##### THE RECORDS
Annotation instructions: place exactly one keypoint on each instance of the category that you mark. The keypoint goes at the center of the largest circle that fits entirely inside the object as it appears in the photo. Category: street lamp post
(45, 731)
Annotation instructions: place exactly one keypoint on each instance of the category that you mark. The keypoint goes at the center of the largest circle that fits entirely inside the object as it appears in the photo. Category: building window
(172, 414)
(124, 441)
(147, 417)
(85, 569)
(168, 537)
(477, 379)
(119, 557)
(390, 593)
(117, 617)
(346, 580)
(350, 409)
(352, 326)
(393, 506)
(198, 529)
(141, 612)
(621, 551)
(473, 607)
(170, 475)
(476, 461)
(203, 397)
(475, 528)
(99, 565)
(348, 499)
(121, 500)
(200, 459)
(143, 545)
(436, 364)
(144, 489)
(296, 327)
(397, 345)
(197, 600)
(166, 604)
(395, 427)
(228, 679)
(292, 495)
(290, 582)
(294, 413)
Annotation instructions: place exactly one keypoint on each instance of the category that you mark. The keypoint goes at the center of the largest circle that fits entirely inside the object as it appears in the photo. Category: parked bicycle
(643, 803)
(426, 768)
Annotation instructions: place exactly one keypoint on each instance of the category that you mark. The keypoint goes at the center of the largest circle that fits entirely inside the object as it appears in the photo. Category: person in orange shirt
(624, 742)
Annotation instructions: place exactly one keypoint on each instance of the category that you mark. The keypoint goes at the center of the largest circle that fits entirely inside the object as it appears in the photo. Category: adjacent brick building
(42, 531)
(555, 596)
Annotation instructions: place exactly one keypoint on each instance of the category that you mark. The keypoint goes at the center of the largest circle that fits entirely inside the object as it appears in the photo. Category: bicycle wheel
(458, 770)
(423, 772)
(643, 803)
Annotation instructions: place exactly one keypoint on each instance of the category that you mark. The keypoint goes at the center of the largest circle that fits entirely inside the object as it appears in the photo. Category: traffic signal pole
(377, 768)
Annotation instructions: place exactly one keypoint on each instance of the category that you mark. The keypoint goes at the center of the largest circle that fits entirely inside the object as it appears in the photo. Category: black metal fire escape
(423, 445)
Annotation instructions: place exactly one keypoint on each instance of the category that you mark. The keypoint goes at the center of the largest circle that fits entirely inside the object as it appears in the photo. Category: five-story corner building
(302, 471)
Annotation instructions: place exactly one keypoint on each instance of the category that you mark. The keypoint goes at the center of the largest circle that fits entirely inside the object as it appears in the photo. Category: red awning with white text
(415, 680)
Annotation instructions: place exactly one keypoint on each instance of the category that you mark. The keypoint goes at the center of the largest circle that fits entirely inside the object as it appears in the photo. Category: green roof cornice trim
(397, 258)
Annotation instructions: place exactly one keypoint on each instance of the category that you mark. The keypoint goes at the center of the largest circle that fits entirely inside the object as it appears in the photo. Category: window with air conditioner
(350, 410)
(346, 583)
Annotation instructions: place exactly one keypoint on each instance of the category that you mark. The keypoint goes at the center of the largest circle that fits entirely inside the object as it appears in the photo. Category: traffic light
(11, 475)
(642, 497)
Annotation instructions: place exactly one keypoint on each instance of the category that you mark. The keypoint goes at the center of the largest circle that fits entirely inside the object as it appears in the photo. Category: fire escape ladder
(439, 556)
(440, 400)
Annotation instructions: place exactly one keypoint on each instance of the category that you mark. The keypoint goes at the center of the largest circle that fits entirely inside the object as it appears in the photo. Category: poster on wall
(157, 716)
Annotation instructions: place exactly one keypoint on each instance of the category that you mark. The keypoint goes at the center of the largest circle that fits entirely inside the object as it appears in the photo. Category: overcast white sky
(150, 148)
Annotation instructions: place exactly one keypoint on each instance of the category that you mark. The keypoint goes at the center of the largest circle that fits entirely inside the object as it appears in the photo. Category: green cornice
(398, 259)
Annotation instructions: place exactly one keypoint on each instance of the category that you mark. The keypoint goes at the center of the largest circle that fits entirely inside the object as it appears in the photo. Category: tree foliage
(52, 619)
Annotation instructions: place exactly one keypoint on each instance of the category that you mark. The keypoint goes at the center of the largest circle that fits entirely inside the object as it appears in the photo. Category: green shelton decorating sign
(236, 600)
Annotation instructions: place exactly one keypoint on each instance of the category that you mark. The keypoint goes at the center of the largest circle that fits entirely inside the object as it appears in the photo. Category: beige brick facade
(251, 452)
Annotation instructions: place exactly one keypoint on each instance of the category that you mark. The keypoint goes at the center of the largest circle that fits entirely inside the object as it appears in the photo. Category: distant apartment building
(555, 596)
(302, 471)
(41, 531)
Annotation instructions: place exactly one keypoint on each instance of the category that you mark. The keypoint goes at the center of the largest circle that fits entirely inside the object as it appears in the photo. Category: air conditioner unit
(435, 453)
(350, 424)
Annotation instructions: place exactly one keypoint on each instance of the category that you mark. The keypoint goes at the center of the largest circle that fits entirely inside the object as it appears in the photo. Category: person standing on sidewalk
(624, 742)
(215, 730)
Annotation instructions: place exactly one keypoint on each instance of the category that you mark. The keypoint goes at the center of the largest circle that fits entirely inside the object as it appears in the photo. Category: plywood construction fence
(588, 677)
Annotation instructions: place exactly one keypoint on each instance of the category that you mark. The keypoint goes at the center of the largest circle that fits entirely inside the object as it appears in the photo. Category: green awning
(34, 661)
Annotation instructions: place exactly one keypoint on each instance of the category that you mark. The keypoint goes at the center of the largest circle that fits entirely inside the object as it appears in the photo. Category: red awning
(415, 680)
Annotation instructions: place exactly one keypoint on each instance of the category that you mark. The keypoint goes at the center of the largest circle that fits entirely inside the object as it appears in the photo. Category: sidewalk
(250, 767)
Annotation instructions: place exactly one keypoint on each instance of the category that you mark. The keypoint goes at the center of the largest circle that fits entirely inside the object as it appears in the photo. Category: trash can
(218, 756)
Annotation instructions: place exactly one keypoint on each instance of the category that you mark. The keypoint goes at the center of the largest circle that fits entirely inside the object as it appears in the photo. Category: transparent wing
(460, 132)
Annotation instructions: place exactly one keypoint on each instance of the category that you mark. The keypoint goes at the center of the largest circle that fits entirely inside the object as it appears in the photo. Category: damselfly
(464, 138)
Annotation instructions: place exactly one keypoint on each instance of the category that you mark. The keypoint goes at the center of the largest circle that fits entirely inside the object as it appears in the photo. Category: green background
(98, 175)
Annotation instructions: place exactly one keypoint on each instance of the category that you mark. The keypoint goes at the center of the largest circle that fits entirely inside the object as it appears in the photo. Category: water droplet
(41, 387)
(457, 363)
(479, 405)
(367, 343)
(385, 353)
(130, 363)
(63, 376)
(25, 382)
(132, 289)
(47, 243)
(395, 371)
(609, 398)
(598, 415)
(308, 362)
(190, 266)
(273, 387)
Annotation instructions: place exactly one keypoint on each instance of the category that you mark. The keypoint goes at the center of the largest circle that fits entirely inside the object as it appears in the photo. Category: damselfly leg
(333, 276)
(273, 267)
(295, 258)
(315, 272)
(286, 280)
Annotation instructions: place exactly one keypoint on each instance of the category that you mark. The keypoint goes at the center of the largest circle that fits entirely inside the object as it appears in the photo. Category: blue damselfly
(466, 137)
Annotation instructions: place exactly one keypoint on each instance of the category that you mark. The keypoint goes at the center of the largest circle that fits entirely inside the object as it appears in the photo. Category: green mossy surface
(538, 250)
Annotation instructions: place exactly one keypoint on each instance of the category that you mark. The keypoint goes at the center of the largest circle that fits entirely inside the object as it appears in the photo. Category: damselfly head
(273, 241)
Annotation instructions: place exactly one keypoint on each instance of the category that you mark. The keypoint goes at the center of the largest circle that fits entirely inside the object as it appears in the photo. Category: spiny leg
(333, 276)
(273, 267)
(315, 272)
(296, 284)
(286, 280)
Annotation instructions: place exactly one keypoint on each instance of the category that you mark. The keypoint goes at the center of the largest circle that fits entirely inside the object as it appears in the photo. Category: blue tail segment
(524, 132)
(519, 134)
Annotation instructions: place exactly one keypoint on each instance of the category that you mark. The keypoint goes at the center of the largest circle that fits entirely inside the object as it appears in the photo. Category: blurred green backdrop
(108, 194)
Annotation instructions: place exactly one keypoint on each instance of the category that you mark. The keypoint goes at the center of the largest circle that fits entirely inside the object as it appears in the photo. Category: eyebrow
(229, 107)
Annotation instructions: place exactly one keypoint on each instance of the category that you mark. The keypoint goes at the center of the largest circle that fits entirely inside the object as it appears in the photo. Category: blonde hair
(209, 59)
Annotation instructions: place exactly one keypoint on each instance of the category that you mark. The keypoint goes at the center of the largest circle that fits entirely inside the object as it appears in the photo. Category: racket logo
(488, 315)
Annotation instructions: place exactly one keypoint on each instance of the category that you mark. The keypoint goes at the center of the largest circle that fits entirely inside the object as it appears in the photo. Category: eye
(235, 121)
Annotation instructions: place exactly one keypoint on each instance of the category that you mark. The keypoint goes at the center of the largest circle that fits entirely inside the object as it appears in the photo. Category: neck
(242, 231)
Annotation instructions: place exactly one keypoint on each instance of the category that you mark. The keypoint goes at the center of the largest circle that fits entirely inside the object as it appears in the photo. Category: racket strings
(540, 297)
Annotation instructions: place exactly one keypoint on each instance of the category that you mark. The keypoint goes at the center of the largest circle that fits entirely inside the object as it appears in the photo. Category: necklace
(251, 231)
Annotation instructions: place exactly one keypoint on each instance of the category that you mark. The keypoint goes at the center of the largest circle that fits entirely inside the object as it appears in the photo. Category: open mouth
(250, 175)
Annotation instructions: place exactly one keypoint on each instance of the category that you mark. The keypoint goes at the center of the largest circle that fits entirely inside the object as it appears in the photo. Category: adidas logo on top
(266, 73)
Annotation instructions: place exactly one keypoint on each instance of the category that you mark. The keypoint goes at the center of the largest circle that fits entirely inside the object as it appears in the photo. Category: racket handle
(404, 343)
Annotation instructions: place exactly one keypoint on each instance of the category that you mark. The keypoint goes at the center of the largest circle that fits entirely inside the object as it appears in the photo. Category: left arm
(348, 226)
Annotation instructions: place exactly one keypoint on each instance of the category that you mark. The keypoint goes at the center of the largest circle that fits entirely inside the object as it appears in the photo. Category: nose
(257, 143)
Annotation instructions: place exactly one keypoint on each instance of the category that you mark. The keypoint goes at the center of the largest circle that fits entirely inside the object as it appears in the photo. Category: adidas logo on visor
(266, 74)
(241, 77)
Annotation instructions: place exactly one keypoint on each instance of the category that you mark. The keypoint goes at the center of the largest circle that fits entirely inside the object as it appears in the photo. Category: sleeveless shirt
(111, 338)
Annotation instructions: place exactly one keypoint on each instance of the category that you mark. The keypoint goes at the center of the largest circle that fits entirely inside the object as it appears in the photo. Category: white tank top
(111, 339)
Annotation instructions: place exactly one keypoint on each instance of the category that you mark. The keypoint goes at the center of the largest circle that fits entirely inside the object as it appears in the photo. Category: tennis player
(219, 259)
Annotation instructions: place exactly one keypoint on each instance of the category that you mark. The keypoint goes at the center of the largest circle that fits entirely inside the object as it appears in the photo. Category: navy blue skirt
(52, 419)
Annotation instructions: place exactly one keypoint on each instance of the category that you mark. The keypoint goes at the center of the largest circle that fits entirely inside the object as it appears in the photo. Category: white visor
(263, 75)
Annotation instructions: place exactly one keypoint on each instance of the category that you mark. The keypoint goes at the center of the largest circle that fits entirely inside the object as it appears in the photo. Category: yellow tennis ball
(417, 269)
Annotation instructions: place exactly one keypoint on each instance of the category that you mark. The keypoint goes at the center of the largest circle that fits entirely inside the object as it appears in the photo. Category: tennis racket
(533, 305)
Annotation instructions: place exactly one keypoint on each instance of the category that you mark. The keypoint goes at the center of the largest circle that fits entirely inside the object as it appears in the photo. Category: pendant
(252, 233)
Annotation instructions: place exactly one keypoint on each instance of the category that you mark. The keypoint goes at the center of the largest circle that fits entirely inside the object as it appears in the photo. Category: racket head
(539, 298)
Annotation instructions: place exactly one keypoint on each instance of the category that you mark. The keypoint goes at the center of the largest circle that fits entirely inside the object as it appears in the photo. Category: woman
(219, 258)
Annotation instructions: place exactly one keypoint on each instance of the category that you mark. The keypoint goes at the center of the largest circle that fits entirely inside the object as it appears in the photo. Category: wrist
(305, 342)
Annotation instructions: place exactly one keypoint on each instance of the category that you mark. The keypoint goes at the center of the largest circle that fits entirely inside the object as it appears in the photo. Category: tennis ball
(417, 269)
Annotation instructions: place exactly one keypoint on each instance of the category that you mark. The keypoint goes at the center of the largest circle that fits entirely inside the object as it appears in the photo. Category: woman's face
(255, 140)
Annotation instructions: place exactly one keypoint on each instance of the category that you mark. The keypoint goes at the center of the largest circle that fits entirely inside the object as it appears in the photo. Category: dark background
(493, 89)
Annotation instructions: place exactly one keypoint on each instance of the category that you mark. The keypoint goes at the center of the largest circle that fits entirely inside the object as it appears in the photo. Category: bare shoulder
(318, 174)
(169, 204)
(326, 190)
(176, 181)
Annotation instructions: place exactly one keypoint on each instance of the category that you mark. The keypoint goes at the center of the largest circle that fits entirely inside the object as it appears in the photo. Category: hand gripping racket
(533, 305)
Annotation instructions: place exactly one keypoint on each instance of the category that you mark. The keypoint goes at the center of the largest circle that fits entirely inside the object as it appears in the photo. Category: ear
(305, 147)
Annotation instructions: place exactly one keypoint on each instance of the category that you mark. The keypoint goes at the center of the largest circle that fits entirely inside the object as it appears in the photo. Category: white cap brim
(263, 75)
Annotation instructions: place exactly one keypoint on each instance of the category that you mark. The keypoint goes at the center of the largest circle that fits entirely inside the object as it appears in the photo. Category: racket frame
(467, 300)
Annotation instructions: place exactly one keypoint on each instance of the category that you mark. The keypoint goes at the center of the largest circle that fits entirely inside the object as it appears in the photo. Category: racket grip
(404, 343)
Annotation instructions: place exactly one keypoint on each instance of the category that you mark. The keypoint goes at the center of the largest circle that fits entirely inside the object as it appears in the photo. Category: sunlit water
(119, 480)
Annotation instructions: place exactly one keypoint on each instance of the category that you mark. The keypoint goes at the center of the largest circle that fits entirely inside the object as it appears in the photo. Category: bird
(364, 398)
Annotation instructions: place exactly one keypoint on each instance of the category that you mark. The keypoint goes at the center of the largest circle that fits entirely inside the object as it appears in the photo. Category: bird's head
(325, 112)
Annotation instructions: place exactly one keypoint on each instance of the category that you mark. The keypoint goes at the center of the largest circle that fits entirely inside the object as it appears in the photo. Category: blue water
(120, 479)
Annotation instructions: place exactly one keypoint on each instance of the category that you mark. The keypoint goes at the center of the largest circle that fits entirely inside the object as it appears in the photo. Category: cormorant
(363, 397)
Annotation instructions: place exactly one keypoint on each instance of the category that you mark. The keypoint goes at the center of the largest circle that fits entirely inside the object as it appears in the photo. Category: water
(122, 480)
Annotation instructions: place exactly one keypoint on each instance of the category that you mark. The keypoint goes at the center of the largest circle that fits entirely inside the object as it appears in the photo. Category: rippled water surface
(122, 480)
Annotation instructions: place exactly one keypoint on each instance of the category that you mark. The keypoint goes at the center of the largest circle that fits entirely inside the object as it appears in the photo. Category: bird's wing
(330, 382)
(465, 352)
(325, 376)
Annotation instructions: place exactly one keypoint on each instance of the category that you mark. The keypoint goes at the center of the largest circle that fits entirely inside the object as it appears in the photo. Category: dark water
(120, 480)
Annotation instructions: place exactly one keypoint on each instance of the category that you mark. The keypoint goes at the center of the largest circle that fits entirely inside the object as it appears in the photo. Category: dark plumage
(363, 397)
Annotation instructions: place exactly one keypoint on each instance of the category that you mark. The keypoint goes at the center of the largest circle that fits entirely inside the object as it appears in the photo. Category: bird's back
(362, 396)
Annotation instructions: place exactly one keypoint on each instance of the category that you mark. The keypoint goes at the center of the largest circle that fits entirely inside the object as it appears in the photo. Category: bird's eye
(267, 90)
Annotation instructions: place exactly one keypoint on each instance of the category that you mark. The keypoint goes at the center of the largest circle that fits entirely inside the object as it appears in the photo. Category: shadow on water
##########
STATED GOAL: Turn every line of the material from the one containing "Category: dark plumage" through the final line into a numbered list, omitting any blank lines.

CORRECT RESULT:
1. Annotation instructions: place exactly one keypoint on each instance of the category that you mark. The keypoint goes at the center of the largest circle that fits entirely inside the object as it appears in the photo. Category: dark plumage
2. (363, 397)
3. Annotation instructions: place exactly one keypoint on each instance of the category that you mark. The keypoint goes at the center of the largest circle that fits entirely inside the object as it appears in the photo. Category: bird's back
4. (362, 396)
5. Annotation instructions: place exactly one keypoint on each instance of the category that you mark. The keypoint goes at the center of the largest circle that fits entirely inside the object as it appears in the photo. Category: bird's eye
6. (267, 90)
7. Annotation instructions: place exactly one keypoint on each instance of the category that you mark. The keypoint goes at the center of the largest circle that fits entirely inside the object as it appears in the photo. Category: shadow on water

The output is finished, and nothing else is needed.